*TASK INSTRUCTIONS*.
For this exercise, reproduce the entries below exactly, but only from the line containing "x=292, y=127" through the line containing "x=17, y=151", both included.
RECORD EXCERPTS: Begin
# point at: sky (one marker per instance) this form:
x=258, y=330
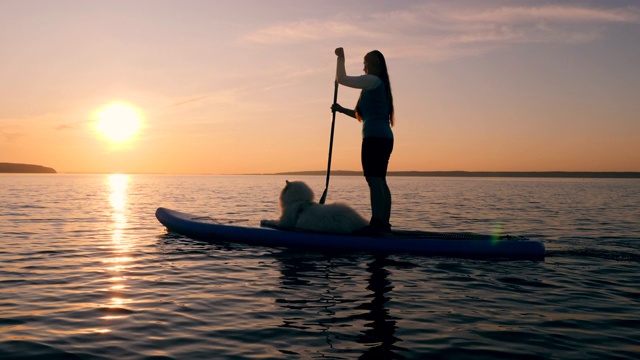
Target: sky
x=237, y=87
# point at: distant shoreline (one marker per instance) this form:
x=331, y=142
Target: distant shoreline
x=494, y=174
x=14, y=168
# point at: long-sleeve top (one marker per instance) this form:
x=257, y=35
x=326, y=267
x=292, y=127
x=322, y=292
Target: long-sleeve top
x=373, y=106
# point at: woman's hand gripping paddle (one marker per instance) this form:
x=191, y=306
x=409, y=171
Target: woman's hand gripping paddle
x=339, y=52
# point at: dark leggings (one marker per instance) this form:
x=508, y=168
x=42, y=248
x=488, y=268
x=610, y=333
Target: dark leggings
x=375, y=156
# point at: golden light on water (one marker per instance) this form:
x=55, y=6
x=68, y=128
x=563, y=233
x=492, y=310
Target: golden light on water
x=121, y=247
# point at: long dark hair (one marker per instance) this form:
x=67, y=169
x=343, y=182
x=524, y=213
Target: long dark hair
x=377, y=66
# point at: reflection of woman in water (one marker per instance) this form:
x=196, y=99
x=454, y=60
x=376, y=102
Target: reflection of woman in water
x=375, y=110
x=383, y=326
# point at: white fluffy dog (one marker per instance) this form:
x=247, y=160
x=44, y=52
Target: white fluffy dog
x=299, y=211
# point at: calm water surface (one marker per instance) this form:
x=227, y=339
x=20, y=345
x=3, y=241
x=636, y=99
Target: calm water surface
x=87, y=272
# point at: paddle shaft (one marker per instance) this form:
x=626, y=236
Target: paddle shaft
x=333, y=126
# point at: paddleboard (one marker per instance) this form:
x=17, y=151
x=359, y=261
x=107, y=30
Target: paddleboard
x=414, y=242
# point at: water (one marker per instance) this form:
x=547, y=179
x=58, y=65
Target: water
x=87, y=272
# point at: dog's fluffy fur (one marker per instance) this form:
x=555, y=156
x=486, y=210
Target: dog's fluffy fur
x=299, y=211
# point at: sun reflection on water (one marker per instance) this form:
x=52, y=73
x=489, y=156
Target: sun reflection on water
x=121, y=247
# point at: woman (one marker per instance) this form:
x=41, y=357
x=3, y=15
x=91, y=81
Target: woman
x=375, y=110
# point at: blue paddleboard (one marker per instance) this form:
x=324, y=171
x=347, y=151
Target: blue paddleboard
x=398, y=241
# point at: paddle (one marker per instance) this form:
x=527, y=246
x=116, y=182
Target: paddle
x=333, y=125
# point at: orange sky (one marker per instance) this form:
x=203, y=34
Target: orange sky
x=245, y=86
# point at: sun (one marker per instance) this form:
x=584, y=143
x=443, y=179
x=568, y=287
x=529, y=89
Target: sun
x=118, y=122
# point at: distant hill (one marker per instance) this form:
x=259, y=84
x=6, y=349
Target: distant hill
x=25, y=168
x=516, y=174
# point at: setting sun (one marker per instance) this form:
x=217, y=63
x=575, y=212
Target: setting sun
x=118, y=122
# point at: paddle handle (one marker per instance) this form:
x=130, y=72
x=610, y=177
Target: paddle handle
x=333, y=126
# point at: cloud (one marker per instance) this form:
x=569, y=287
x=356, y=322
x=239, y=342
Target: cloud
x=555, y=13
x=439, y=31
x=303, y=31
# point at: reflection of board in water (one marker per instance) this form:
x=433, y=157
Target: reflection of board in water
x=430, y=243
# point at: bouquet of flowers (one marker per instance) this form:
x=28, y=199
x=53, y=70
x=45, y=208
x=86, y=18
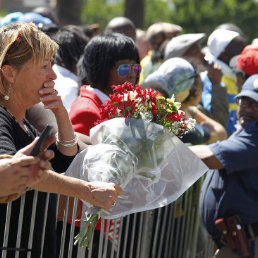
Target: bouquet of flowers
x=136, y=146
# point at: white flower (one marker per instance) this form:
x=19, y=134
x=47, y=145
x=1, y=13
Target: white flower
x=146, y=116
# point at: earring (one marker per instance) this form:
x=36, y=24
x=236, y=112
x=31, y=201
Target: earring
x=6, y=96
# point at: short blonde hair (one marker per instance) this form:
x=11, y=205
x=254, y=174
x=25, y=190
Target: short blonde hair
x=20, y=42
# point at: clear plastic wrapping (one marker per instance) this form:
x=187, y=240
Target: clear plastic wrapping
x=151, y=164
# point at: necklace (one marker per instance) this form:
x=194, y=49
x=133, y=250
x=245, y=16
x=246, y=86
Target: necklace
x=23, y=126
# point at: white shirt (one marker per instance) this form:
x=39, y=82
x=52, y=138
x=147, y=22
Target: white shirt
x=66, y=84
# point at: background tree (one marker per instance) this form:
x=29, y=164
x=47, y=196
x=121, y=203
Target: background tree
x=69, y=12
x=134, y=10
x=192, y=15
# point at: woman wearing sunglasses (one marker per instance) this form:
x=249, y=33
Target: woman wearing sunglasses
x=107, y=60
x=110, y=59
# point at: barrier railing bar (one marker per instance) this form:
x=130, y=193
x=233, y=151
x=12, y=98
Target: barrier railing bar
x=101, y=237
x=71, y=239
x=170, y=212
x=178, y=217
x=139, y=236
x=134, y=216
x=32, y=223
x=106, y=238
x=156, y=230
x=172, y=230
x=44, y=224
x=163, y=232
x=18, y=240
x=183, y=235
x=120, y=233
x=65, y=216
x=188, y=221
x=114, y=239
x=7, y=227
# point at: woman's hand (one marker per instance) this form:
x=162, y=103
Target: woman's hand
x=215, y=74
x=103, y=194
x=14, y=174
x=37, y=170
x=50, y=98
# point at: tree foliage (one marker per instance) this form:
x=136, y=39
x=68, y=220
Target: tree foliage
x=192, y=15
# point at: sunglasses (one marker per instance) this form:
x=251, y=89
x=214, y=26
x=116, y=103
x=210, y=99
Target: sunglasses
x=124, y=69
x=246, y=103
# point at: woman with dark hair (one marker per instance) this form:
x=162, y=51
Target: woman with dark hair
x=71, y=41
x=107, y=60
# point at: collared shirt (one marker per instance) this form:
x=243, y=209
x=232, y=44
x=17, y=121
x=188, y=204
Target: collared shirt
x=234, y=189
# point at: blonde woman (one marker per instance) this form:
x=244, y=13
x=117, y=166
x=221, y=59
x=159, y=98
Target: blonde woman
x=27, y=79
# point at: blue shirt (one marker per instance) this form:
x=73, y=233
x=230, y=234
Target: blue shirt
x=234, y=189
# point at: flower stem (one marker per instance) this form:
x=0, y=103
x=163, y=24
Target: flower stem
x=88, y=229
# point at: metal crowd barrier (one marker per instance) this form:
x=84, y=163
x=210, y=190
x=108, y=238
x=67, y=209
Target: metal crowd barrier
x=174, y=231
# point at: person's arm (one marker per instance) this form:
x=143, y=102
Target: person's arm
x=216, y=130
x=204, y=153
x=18, y=170
x=99, y=194
x=66, y=138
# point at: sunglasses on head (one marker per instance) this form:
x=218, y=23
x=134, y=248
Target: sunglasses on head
x=124, y=69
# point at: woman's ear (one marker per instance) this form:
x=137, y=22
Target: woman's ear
x=9, y=73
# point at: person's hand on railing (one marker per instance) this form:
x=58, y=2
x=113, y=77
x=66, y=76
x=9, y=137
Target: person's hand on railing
x=103, y=194
x=37, y=170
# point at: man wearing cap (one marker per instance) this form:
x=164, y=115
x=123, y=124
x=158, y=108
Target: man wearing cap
x=214, y=96
x=222, y=46
x=245, y=64
x=156, y=35
x=230, y=189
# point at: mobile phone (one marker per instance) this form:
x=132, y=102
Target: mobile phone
x=42, y=139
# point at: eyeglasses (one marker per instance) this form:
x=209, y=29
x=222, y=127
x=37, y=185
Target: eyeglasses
x=246, y=103
x=124, y=69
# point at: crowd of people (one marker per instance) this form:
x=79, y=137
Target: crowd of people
x=61, y=75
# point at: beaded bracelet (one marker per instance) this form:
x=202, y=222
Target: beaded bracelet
x=67, y=143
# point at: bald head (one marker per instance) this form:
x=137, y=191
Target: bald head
x=121, y=25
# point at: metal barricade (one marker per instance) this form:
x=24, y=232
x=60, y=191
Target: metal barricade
x=173, y=231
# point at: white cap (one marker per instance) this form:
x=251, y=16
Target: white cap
x=219, y=40
x=177, y=46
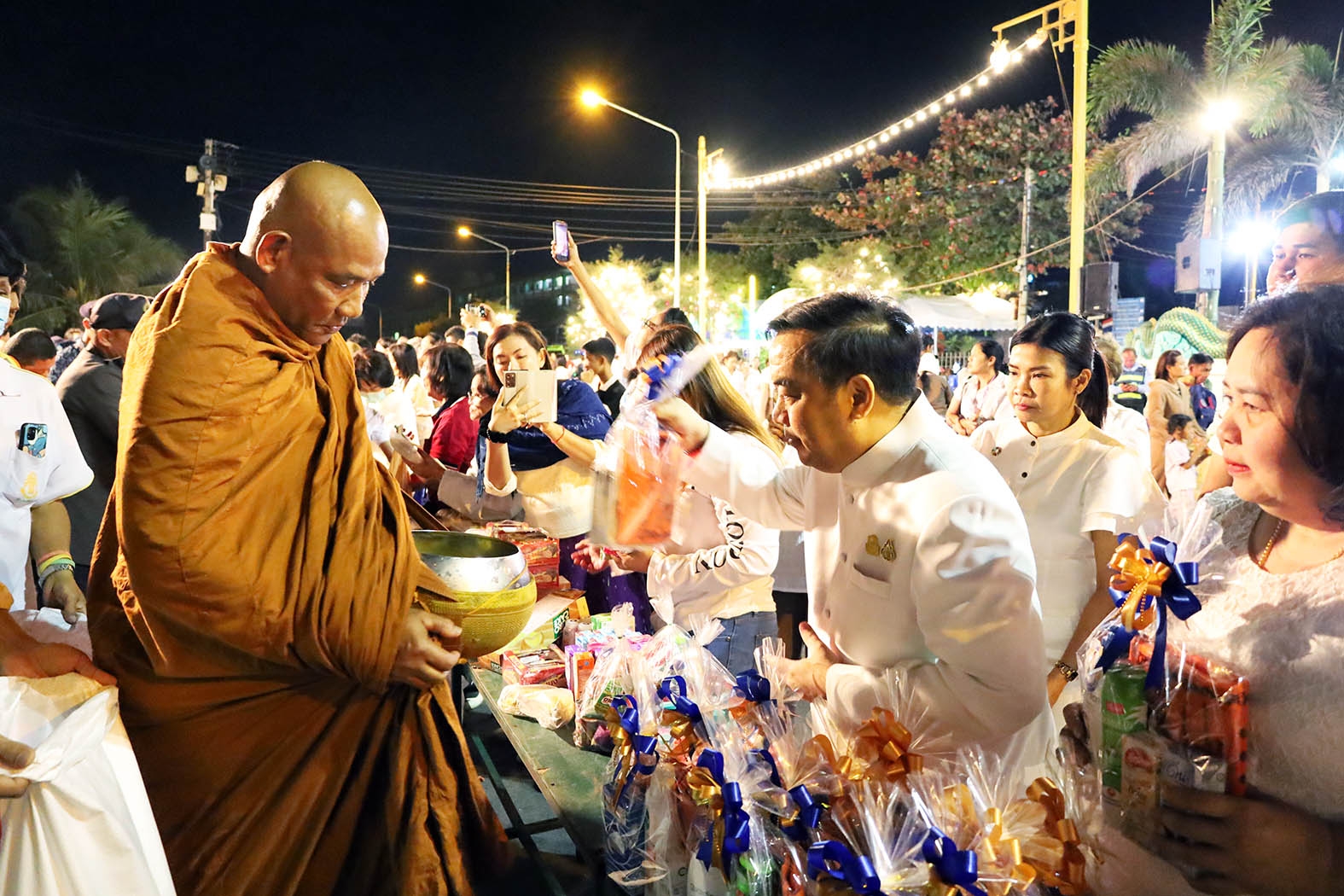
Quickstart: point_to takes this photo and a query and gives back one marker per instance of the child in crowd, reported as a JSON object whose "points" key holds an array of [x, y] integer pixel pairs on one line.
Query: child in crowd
{"points": [[1185, 448]]}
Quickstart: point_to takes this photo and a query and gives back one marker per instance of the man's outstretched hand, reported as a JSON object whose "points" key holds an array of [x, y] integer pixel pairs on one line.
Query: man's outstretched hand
{"points": [[430, 648]]}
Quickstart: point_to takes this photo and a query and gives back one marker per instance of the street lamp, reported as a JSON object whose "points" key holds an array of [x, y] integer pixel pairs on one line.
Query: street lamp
{"points": [[421, 280], [1054, 18], [1218, 119], [509, 254], [594, 100]]}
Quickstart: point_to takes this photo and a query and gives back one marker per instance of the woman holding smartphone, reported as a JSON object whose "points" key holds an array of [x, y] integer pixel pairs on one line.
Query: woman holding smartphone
{"points": [[718, 563], [549, 463]]}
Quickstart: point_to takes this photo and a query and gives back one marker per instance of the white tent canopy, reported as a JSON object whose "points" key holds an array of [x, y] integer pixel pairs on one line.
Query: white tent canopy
{"points": [[979, 312]]}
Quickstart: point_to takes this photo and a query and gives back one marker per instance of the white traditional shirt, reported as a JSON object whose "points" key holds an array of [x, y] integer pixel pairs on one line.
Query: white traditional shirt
{"points": [[1068, 484], [718, 561], [1131, 428], [975, 402], [32, 477], [918, 563]]}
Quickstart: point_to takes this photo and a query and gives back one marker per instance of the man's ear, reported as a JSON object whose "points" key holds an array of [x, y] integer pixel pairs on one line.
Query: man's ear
{"points": [[862, 395], [273, 249]]}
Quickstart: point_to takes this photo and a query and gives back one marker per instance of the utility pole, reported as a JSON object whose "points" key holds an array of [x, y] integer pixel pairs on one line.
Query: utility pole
{"points": [[701, 195], [1023, 283], [208, 182]]}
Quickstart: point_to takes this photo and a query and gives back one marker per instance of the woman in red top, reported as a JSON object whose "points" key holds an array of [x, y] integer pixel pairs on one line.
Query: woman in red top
{"points": [[446, 371]]}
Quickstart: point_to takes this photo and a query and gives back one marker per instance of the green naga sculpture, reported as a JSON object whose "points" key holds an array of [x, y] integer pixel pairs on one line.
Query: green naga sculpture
{"points": [[1183, 329]]}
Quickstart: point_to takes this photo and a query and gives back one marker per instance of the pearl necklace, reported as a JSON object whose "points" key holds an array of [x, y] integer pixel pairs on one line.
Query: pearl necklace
{"points": [[1273, 539]]}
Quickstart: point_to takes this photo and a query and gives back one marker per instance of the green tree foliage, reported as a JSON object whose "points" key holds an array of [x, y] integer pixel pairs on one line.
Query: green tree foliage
{"points": [[81, 247], [958, 207]]}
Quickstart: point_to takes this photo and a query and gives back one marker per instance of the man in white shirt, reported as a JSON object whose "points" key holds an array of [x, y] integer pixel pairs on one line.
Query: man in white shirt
{"points": [[918, 559]]}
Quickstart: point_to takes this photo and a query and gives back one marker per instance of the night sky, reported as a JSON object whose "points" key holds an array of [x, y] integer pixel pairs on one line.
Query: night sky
{"points": [[488, 91]]}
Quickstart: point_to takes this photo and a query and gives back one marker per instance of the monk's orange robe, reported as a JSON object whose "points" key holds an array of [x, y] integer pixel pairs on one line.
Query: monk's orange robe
RECORD EXCERPTS: End
*EXPECTED ANSWER*.
x=292, y=127
x=322, y=292
Target: long-sleeve top
x=373, y=106
# point at: woman's hand gripping paddle (one marker per instance) this form:
x=191, y=306
x=409, y=171
Target: woman's hand gripping paddle
x=339, y=52
# point at: dark leggings (one marker per instance) this form:
x=508, y=168
x=42, y=248
x=488, y=268
x=610, y=333
Target: dark leggings
x=375, y=156
# point at: golden light on water (one marker per instance) this form:
x=55, y=6
x=68, y=128
x=563, y=233
x=492, y=310
Target: golden light on water
x=121, y=247
# point at: long dark hair (one marker per instance) this form:
x=67, y=169
x=343, y=182
x=524, y=213
Target: long dark hair
x=377, y=66
# point at: reflection of woman in water (one marker per instance) this form:
x=196, y=99
x=454, y=60
x=376, y=102
Target: reflection of woman in water
x=375, y=110
x=383, y=326
# point at: white fluffy dog (one marker per instance) this form:
x=247, y=160
x=44, y=52
Target: white fluffy dog
x=299, y=211
# point at: calm water surface (one marker per instance) this form:
x=227, y=339
x=20, y=345
x=3, y=241
x=636, y=99
Target: calm water surface
x=87, y=272
# point at: paddle shaft (one marker per instance) this form:
x=626, y=236
Target: paddle shaft
x=333, y=126
# point at: paddleboard (one marker per instance) this form:
x=17, y=151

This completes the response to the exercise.